__Task to complete__: Your task is to transcribe the entries below exactly, beginning with the line containing "Target: wooden windmill" and ending with the final line, and to add nothing else.

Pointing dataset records
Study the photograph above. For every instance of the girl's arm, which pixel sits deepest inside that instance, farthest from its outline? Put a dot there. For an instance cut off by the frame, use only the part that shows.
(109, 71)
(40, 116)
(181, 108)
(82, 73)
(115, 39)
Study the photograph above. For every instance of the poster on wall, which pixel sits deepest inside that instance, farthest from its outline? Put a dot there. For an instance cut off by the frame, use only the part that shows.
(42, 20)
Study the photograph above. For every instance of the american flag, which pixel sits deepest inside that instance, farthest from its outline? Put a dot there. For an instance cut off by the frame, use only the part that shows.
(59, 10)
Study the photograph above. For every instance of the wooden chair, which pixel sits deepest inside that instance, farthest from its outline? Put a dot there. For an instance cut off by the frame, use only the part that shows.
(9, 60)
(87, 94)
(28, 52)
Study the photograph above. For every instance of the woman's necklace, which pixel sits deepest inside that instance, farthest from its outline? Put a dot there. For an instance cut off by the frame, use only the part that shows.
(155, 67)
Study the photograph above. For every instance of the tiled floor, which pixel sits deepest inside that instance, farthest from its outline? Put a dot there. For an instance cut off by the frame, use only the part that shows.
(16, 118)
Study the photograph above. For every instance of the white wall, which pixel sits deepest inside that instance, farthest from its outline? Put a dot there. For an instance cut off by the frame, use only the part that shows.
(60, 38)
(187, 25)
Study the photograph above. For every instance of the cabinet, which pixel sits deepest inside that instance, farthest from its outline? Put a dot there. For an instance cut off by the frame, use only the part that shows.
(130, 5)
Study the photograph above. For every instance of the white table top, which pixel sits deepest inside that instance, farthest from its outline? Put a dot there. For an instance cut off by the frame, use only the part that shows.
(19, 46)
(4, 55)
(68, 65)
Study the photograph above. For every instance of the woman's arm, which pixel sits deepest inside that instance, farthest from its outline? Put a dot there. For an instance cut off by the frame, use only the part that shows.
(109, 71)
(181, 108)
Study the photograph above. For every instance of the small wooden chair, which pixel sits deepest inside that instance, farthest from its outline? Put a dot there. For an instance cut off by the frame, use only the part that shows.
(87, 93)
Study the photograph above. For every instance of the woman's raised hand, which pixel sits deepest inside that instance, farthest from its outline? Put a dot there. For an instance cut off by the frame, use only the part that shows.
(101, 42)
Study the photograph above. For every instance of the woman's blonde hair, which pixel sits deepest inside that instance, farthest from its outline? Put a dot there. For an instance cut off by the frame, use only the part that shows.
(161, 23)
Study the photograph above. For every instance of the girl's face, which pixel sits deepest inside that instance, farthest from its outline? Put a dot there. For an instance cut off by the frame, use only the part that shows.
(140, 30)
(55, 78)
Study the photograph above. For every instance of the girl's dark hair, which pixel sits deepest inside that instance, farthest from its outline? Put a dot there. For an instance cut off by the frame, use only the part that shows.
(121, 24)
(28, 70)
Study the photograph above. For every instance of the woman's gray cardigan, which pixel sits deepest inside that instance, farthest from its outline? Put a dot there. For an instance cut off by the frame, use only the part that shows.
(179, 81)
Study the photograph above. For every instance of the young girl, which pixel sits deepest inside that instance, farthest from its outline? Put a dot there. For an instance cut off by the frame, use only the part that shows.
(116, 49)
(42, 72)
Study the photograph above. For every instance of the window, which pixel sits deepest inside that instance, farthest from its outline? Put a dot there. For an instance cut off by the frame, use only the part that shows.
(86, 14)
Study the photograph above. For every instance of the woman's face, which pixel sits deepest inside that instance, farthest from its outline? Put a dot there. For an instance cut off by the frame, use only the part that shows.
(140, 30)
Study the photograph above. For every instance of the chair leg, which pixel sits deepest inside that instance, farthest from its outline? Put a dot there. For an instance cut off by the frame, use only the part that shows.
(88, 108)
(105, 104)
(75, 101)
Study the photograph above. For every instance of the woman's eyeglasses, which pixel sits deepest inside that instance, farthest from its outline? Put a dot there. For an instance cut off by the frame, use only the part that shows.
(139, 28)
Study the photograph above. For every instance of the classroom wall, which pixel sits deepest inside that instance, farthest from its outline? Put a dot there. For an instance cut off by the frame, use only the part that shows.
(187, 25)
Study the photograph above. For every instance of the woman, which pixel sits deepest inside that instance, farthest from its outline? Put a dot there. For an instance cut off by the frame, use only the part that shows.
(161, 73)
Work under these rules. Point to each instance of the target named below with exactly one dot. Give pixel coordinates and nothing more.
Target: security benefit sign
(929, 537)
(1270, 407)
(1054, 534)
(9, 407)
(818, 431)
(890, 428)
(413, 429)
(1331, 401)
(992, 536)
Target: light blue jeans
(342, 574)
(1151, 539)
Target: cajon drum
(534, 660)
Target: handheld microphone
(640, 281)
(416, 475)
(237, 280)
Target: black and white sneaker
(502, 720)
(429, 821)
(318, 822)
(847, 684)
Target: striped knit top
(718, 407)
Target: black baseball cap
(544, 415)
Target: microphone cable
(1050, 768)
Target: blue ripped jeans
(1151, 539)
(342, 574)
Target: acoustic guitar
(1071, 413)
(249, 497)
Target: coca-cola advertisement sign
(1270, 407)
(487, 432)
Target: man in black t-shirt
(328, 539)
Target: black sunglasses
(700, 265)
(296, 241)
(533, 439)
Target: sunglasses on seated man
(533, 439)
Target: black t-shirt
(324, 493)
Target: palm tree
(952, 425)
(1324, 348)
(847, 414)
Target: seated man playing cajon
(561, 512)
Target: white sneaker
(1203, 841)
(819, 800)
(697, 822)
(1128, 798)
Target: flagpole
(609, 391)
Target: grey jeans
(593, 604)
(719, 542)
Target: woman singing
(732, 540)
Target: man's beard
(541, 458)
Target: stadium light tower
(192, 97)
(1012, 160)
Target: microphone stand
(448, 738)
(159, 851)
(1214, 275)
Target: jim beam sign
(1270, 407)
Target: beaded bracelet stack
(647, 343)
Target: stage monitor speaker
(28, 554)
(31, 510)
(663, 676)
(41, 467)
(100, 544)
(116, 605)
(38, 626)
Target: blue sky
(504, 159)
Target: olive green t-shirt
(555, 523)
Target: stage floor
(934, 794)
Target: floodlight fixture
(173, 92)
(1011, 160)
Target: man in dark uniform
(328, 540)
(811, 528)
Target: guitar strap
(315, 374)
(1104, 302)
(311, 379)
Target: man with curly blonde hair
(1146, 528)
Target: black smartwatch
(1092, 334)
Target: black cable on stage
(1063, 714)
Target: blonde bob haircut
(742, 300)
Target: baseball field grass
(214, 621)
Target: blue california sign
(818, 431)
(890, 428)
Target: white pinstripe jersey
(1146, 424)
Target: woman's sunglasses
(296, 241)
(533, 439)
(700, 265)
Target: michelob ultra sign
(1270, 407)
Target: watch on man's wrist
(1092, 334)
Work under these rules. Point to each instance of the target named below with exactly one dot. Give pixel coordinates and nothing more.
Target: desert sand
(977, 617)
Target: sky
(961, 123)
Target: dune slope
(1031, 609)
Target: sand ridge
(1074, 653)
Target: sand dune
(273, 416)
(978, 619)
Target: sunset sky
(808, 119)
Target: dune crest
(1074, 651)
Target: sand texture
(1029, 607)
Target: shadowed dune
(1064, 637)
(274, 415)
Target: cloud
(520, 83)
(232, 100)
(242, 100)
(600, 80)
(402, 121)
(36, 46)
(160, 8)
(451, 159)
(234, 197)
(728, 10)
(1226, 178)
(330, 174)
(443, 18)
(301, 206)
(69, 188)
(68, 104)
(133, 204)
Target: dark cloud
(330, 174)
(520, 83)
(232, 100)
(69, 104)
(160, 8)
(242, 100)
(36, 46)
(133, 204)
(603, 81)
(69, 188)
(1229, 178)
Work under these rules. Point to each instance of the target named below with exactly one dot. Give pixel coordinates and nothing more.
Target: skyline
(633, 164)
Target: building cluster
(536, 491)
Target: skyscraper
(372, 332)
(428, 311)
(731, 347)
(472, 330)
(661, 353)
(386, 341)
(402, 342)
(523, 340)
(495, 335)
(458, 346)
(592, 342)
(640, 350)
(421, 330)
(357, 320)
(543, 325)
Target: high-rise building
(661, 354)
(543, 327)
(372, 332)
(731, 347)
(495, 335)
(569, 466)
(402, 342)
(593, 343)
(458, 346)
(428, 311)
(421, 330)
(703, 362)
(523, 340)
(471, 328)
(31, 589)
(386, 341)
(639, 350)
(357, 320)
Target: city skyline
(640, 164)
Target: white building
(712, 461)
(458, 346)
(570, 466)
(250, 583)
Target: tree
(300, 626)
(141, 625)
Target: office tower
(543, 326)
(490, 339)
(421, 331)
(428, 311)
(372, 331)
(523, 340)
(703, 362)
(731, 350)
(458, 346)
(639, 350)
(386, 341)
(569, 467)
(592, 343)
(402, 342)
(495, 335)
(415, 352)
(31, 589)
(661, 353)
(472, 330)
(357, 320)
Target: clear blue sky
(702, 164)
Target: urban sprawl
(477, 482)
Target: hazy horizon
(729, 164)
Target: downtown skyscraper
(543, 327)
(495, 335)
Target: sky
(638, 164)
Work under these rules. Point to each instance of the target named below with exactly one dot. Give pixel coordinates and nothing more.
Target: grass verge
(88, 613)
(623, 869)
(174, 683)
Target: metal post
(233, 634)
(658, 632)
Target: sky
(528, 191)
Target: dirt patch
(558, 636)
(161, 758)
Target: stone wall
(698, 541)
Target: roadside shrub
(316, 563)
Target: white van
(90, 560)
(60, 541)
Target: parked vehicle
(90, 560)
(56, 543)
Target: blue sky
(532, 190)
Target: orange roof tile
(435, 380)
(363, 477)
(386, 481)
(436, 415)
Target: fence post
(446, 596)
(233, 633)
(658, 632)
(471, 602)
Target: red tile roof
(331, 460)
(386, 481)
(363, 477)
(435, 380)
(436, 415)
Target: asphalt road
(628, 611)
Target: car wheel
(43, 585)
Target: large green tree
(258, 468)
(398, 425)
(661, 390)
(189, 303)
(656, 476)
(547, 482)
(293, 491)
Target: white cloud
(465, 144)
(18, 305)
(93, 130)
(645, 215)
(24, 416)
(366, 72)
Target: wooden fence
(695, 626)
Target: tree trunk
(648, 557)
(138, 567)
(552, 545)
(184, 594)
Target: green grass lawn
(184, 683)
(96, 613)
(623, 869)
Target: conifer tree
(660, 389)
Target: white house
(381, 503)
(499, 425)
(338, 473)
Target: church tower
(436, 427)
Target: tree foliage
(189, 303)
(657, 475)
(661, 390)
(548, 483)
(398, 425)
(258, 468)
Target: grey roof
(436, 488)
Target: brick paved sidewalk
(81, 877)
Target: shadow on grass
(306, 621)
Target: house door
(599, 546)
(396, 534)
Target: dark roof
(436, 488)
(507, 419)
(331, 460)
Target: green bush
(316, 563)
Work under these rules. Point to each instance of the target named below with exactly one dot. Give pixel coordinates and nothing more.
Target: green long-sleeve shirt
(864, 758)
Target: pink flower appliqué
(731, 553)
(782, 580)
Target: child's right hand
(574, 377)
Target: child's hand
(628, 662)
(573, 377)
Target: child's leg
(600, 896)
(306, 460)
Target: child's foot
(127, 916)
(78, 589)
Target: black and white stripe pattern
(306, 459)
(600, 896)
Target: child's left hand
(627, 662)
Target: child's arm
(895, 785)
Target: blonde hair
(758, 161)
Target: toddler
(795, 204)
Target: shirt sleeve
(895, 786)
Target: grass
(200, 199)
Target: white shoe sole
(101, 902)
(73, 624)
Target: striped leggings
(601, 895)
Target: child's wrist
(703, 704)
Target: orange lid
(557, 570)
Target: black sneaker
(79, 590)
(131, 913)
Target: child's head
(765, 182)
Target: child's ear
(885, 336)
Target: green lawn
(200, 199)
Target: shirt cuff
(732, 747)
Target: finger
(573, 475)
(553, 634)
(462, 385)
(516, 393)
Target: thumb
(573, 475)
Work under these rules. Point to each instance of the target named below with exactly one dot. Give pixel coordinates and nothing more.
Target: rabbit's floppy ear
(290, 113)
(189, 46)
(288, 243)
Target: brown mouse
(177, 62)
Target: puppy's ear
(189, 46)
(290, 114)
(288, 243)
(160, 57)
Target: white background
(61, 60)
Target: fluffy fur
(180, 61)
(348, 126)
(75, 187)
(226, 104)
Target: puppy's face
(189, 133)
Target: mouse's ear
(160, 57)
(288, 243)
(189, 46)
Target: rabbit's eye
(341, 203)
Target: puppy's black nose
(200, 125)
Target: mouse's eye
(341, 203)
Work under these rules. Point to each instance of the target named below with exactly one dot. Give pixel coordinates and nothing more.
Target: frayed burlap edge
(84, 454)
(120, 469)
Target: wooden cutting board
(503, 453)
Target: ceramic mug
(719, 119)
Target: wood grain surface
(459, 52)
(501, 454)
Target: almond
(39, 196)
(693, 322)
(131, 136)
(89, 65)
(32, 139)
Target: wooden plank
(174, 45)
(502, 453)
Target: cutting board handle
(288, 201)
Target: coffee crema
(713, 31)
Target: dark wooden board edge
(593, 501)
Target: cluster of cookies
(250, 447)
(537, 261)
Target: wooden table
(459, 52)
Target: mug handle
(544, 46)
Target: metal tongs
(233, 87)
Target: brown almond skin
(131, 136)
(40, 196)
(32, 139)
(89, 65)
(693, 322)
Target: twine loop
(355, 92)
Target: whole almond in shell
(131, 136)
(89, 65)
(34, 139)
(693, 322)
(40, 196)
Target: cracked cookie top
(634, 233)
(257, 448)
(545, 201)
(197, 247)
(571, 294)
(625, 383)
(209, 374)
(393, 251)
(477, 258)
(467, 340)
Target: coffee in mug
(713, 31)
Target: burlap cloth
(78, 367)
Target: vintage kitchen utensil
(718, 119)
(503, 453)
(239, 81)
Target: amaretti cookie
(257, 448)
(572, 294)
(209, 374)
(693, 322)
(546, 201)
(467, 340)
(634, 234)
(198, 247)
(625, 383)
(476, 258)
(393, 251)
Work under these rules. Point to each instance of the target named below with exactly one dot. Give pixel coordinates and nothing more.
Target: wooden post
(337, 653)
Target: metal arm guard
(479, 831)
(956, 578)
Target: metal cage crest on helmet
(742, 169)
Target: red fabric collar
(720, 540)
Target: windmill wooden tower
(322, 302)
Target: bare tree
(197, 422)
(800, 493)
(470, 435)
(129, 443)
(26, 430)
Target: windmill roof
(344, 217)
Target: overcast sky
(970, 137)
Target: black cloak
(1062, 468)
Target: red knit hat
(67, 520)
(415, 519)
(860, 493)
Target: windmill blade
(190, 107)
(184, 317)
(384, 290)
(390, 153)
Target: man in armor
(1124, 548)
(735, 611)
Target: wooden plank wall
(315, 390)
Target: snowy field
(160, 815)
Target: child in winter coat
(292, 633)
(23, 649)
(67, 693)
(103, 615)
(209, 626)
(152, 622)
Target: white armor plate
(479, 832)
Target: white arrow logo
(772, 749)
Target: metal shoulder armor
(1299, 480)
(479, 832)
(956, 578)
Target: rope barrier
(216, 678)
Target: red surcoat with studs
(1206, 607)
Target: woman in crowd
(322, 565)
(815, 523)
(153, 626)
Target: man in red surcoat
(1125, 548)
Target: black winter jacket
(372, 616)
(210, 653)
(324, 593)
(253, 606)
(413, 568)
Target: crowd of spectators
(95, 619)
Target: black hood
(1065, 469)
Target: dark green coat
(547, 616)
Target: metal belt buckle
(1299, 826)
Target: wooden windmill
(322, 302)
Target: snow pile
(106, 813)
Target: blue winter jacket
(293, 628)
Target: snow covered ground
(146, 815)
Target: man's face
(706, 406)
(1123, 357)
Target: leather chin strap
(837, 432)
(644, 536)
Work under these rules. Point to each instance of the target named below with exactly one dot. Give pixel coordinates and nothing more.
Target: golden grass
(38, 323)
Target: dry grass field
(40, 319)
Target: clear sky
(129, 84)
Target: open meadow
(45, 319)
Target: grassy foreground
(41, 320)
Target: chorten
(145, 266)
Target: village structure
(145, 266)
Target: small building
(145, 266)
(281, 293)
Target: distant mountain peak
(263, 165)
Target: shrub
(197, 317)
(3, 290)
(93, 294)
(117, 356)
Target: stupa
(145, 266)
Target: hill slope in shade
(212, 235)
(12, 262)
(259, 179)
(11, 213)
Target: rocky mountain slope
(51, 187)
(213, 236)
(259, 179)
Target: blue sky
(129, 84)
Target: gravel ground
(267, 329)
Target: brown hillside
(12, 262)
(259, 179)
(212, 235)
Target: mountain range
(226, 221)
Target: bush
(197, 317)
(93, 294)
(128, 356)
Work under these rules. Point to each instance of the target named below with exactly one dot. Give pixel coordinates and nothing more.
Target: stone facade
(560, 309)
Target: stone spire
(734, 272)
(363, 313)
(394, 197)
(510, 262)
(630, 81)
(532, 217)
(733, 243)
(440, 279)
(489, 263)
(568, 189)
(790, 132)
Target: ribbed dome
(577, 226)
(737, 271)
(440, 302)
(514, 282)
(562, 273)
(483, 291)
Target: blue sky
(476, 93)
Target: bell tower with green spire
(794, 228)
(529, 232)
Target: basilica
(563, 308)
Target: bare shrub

__The response__:
Target: wooden windmill
(322, 302)
Target: snow pile
(106, 813)
Target: blue winter jacket
(293, 628)
Target: snow covered ground
(146, 815)
Target: man's face
(706, 406)
(1123, 357)
Target: leather chin strap
(837, 432)
(644, 536)
Work under these rules. Point to each instance of the target named below with exactly one dot. Give pixel coordinates and nothing more.
Target: golden grass
(38, 323)
Target: dry grass field
(40, 319)
Target: clear sky
(129, 84)
Target: open meadow
(45, 319)
Target: grassy foreground
(41, 320)
Target: chorten
(145, 266)
Target: village structure
(145, 266)
Target: small building
(145, 266)
(281, 293)
Target: distant mountain peak
(263, 165)
Target: shrub
(197, 317)
(3, 290)
(93, 294)
(117, 356)
Target: stupa
(145, 266)
Target: hill slope in shade
(212, 235)
(12, 262)
(259, 179)
(11, 213)
Target: rocky mountain slope
(51, 187)
(213, 236)
(259, 179)
Target: blue sky
(129, 84)
Target: gravel ground
(267, 329)
Target: brown hillside
(12, 262)
(259, 179)
(212, 235)
Target: mountain range
(226, 221)
Target: bush
(197, 317)
(93, 294)
(128, 356)
Work under these rules. Point to each instance of the target named below with exactly one dot. Give pixel coordinates and nothing more.
Target: stone facade
(560, 309)
Target: stone spire
(734, 272)
(363, 313)
(394, 197)
(510, 262)
(630, 81)
(532, 217)
(733, 243)
(440, 279)
(489, 263)
(568, 189)
(790, 132)
Target: ribbed dome
(577, 226)
(737, 271)
(440, 302)
(514, 282)
(562, 273)
(483, 291)
Target: blue sky
(476, 93)
Target: bell tower with green spire
(794, 228)
(529, 232)
Target: basilica
(563, 308)
Target: bare shrub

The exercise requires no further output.